• **Data records**:
==*==
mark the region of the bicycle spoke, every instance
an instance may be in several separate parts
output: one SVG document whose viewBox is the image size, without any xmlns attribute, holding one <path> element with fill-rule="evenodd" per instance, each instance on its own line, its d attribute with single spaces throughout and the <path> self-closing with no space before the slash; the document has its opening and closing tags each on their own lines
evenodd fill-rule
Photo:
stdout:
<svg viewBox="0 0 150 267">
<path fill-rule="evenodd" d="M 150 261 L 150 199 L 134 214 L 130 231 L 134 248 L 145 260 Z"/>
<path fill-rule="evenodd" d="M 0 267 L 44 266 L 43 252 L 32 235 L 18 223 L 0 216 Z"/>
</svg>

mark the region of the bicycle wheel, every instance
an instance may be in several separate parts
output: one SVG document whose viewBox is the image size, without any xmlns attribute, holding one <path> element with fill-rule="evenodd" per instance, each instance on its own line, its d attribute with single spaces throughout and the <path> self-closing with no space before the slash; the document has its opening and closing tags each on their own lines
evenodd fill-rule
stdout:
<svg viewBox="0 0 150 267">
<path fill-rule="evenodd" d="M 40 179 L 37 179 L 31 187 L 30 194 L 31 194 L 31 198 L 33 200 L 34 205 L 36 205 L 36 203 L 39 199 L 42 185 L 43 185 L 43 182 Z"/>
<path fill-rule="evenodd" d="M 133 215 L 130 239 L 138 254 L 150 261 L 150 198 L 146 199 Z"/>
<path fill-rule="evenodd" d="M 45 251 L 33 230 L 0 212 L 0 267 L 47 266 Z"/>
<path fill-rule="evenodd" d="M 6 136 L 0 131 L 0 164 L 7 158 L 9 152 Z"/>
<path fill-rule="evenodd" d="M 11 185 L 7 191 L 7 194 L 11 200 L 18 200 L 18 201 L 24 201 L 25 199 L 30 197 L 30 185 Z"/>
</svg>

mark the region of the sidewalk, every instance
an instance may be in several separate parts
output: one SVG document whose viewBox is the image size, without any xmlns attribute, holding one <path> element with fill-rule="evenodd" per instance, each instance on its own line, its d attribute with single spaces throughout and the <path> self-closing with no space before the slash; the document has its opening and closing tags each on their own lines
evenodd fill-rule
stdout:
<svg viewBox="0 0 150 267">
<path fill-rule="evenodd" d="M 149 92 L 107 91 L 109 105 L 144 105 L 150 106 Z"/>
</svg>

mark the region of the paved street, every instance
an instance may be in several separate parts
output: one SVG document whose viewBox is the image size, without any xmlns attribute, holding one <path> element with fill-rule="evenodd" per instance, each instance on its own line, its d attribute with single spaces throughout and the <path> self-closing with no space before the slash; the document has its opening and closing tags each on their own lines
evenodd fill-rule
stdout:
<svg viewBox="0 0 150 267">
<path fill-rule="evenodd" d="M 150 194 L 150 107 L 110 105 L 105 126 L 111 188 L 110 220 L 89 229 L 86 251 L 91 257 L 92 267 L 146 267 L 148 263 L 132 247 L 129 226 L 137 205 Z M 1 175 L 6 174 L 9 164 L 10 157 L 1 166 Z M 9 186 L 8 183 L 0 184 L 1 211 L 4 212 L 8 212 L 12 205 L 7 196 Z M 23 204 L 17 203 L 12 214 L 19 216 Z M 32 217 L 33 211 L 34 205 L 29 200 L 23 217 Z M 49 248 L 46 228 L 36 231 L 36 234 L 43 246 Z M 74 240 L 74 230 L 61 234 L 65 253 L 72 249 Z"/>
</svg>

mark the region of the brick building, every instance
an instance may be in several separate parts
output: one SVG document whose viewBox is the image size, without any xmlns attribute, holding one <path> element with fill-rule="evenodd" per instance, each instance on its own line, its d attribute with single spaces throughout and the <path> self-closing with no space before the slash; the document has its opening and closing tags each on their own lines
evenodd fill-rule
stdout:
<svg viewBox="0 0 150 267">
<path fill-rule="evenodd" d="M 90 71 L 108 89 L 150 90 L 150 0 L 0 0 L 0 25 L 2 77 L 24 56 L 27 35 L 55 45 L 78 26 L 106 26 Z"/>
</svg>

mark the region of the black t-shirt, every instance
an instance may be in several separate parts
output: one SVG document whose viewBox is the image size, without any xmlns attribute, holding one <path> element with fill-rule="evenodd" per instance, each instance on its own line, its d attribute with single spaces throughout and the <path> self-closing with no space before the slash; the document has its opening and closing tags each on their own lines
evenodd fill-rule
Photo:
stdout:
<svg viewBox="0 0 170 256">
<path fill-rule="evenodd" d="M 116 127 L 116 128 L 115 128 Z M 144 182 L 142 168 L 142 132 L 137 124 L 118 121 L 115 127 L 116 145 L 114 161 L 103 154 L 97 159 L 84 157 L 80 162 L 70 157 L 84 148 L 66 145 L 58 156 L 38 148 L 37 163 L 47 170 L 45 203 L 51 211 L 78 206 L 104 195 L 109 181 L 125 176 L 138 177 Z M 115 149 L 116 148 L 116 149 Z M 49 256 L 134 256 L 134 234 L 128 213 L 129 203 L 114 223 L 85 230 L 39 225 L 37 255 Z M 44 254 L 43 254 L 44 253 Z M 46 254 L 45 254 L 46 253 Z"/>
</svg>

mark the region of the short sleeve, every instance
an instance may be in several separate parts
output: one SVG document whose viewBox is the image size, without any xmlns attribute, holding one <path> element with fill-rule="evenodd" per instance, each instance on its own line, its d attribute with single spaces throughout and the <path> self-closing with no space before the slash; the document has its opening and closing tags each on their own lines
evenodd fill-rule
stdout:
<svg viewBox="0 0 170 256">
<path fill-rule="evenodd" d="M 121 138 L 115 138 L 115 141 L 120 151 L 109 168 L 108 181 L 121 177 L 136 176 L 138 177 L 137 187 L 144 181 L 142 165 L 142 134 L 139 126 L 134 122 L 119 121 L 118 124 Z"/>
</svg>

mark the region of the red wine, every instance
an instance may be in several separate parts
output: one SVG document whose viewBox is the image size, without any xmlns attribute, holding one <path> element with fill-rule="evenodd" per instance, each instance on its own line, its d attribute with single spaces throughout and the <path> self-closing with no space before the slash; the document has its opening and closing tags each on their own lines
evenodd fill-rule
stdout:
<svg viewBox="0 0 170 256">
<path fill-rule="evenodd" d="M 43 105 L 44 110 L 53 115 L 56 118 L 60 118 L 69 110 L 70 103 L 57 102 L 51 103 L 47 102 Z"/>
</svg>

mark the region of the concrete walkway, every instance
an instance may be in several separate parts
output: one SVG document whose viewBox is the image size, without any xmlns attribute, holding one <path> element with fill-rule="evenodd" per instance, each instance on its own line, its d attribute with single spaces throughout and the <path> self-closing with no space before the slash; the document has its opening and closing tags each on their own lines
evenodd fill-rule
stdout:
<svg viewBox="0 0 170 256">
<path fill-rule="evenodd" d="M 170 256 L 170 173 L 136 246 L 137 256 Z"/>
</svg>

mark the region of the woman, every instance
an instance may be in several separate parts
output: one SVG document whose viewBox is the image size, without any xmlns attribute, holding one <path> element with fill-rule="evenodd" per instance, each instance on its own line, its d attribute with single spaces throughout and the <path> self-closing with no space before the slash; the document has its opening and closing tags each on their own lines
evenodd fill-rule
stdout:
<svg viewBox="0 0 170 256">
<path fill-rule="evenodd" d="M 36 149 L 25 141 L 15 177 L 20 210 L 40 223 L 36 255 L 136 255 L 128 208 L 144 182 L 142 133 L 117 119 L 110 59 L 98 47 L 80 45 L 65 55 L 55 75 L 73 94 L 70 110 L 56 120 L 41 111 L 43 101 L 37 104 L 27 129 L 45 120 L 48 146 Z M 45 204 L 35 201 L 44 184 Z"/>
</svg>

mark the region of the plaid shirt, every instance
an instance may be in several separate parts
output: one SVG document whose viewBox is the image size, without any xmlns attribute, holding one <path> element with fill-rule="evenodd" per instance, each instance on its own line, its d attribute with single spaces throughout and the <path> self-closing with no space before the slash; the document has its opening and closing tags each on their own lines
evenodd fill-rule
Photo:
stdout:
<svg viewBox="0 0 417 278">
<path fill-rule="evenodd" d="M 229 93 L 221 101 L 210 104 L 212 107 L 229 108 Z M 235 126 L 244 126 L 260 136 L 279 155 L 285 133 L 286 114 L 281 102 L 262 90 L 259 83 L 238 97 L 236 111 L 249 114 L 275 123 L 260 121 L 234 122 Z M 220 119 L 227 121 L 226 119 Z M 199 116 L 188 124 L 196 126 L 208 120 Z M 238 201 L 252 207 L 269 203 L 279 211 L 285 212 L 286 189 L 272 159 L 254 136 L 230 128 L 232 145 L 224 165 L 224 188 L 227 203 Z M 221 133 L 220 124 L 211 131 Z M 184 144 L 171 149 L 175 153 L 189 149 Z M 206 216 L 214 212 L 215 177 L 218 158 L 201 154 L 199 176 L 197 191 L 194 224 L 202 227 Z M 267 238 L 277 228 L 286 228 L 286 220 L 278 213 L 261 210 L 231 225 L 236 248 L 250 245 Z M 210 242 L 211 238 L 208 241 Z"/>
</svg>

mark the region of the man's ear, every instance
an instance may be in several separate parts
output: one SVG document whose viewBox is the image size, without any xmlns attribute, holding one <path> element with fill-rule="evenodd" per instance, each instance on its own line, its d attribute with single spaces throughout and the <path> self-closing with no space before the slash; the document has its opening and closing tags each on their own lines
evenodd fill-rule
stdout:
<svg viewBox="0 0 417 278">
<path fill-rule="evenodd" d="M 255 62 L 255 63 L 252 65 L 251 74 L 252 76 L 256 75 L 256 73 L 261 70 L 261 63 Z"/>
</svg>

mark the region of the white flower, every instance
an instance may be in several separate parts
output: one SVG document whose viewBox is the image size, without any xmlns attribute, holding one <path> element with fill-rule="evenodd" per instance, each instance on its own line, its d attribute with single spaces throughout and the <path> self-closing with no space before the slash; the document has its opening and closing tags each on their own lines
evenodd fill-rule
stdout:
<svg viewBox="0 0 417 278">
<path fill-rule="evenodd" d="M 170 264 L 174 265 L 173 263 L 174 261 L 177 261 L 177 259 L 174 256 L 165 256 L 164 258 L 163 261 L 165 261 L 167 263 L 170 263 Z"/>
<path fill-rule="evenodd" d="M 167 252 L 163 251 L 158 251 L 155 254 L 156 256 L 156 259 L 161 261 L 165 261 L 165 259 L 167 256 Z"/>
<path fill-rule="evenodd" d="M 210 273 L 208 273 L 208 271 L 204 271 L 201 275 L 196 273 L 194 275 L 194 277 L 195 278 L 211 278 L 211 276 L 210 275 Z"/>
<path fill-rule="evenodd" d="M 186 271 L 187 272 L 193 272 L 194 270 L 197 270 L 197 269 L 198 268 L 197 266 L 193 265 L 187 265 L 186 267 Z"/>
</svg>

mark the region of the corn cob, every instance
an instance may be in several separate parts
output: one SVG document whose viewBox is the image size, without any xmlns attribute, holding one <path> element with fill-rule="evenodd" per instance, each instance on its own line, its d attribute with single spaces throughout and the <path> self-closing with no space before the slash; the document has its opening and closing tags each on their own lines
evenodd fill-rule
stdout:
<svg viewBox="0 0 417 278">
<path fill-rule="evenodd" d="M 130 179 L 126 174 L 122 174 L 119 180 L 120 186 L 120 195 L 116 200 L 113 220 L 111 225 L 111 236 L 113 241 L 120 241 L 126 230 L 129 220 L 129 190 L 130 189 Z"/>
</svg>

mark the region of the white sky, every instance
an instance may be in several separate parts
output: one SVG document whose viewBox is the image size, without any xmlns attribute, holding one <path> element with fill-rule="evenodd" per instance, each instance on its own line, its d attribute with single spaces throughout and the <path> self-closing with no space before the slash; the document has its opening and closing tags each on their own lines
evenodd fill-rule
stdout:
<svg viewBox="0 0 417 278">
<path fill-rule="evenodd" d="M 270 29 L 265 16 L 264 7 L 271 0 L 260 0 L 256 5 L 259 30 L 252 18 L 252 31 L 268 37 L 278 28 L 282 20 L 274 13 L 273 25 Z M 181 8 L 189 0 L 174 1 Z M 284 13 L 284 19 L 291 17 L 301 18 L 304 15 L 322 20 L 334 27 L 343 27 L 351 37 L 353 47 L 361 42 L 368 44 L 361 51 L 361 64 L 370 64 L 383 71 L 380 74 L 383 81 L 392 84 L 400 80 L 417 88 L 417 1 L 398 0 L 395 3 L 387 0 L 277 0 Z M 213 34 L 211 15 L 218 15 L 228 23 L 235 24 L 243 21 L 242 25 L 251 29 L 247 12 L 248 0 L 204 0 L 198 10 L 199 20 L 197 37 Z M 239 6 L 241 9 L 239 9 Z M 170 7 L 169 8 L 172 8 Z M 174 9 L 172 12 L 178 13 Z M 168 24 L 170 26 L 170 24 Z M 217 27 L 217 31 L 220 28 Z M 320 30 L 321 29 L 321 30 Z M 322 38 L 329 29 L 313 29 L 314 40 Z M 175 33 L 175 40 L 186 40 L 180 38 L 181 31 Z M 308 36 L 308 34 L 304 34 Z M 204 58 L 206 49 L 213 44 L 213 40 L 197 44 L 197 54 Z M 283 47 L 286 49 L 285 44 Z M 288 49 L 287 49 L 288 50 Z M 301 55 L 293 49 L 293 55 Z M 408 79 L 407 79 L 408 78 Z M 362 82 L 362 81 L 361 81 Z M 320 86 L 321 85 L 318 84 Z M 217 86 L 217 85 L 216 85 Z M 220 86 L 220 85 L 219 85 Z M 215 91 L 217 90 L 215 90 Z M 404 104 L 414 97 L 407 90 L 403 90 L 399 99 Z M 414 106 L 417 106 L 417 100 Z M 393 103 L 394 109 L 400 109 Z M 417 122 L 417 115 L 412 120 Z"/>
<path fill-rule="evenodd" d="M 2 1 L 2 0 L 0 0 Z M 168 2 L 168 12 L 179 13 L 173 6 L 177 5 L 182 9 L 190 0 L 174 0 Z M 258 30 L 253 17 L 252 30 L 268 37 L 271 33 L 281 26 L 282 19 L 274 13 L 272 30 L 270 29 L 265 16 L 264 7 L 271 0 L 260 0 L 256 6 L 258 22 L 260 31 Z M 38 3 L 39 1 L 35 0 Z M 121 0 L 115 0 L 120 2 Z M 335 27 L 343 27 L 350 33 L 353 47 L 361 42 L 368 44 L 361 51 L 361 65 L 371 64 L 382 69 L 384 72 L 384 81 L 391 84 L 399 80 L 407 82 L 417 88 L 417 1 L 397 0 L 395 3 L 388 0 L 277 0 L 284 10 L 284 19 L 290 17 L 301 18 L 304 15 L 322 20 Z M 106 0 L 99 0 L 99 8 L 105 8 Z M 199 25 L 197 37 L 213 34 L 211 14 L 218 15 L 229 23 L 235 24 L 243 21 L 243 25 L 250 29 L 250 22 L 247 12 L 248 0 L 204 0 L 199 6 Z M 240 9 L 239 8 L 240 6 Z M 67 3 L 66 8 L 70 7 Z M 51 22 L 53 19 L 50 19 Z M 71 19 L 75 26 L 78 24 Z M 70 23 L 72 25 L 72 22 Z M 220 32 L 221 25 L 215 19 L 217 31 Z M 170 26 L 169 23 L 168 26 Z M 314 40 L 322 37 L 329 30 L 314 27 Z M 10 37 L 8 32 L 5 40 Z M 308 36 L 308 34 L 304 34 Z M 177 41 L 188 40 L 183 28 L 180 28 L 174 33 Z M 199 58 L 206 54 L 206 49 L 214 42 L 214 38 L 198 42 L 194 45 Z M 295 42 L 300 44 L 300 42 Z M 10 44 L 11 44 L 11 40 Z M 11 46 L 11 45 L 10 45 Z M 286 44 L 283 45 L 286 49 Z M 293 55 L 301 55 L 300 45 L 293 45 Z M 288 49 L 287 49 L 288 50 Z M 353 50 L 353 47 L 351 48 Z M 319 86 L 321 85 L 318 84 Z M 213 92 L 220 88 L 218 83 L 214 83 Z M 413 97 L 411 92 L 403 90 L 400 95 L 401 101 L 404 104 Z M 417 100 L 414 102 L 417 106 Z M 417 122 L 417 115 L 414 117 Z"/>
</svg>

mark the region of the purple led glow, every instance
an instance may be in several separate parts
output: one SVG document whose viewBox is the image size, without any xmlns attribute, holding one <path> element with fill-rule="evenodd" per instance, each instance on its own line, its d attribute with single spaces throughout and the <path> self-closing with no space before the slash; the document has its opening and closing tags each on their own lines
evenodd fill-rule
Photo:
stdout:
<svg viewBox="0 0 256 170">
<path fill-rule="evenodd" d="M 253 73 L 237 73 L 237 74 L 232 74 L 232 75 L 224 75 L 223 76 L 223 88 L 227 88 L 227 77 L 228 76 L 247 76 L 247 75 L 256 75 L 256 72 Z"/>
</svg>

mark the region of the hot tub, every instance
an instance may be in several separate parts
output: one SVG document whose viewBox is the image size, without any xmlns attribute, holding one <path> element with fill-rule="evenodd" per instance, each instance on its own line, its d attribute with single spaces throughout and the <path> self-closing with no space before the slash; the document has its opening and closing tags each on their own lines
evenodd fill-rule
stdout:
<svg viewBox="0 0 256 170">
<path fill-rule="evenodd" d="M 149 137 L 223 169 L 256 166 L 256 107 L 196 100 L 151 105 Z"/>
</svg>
==*==
• **Set task**: Render as a numbered list every line from the one containing "mark the region of the hot" through the end of the records, both ends included, omitting any blank lines.

• **The reply**:
1. mark the region of the hot tub, every instance
2. an instance may be in several separate parts
3. output: one SVG document whose viewBox is the image size, without any xmlns attribute, holding one <path> element with fill-rule="evenodd" per instance, each instance on its own line, its d attribute with single spaces throughout and the <path> self-closing with no space before the slash; the document has its opening and closing tags each on their own lines
4. evenodd fill-rule
5. stdout:
6. <svg viewBox="0 0 256 170">
7. <path fill-rule="evenodd" d="M 149 137 L 223 169 L 256 166 L 256 107 L 196 100 L 151 105 Z"/>
8. </svg>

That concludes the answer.